Stored data
§ §

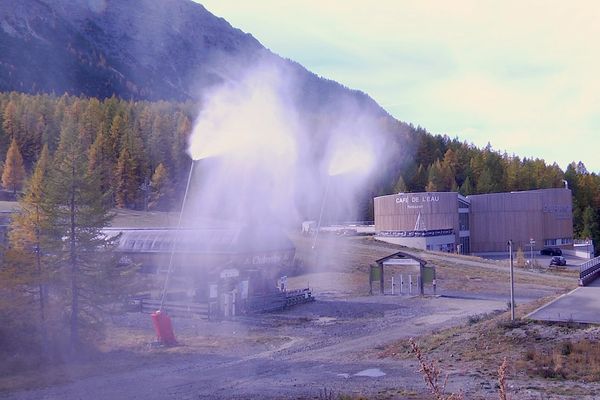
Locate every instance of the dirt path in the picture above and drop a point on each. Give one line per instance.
(333, 343)
(325, 349)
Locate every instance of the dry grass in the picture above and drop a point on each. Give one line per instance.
(569, 360)
(551, 351)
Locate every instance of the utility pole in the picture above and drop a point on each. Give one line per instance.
(512, 282)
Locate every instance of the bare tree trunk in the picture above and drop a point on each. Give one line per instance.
(41, 287)
(74, 269)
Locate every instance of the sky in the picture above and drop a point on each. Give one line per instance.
(522, 76)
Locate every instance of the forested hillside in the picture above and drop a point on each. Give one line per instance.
(140, 147)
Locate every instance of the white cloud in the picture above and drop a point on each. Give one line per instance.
(522, 75)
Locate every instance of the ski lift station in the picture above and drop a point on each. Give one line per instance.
(225, 267)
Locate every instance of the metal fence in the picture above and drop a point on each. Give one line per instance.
(588, 271)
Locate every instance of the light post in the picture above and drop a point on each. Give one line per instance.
(512, 282)
(531, 244)
(321, 213)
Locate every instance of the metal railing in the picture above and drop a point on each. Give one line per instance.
(177, 309)
(588, 271)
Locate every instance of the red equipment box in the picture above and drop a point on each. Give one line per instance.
(163, 328)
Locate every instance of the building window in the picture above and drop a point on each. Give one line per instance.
(463, 221)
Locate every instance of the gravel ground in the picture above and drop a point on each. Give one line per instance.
(333, 343)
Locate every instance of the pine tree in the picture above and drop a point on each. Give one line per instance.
(161, 189)
(77, 212)
(14, 170)
(27, 244)
(126, 180)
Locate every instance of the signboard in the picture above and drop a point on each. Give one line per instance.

§ §

- Requirement -
Format every line of the data above as a JSON list of strings, with one string per line. Omit blank lines and leave the pictures out.

- Result of the task -
[
  "Locate every instance of the dirt path in the picture above and drop a point on each. Give one line per instance.",
  "(333, 343)",
  "(325, 349)",
  "Locate every instance of the dry grass in the picture above and drop a point on each. Give one line per instance.",
  "(569, 360)",
  "(551, 351)",
  "Locate every instance of the utility pole in the picture above and drop a point on each. Give one line per instance.",
  "(512, 282)",
  "Locate every instance of the bare tree trunk in the picture above and drop a point on each. Give one line per instance.",
  "(41, 287)",
  "(74, 269)",
  "Locate every instance of the sky in the picture above and drop a point on each. Give one line per instance.",
  "(522, 76)",
  "Locate every instance of the forested hillside in the picture above and drop a point on each. Give one line per instance.",
  "(140, 147)",
  "Locate every instance of the white cloud in the picture above and drop a point on each. Give one line per instance.",
  "(522, 75)",
  "Locate every instance of the ski lift station in the picture above and drop a point on each. Give one line per instance.",
  "(225, 267)",
  "Locate every instance of the metal fence in the picture above and drop a point on each. Give one line per instance.",
  "(588, 271)",
  "Locate every instance of the light post in the picture above and drop a point on each. Give one line per instance.",
  "(512, 282)",
  "(531, 244)",
  "(321, 213)",
  "Locate every instance of the metal railing in the picture above and drop a point on each. Give one line per instance.",
  "(177, 309)",
  "(588, 271)",
  "Locate every instance of the red equipment box in the picture above and drop a point on each. Give one line per instance.",
  "(163, 328)",
  "Locate every instance of the building window in the picture above and drop a point on each. Give one line per instance.",
  "(463, 221)",
  "Locate every instance of the gravel ground in the picture above and drop a point on each. Give one line per instance.",
  "(333, 343)",
  "Locate every instance of the pine tree in the picture above and drop a point on each. Give one line per instance.",
  "(161, 189)",
  "(77, 212)",
  "(14, 170)",
  "(27, 244)",
  "(126, 180)",
  "Locate every instance of the signboard in the picture above and drop a point on each. Give one line per instance."
]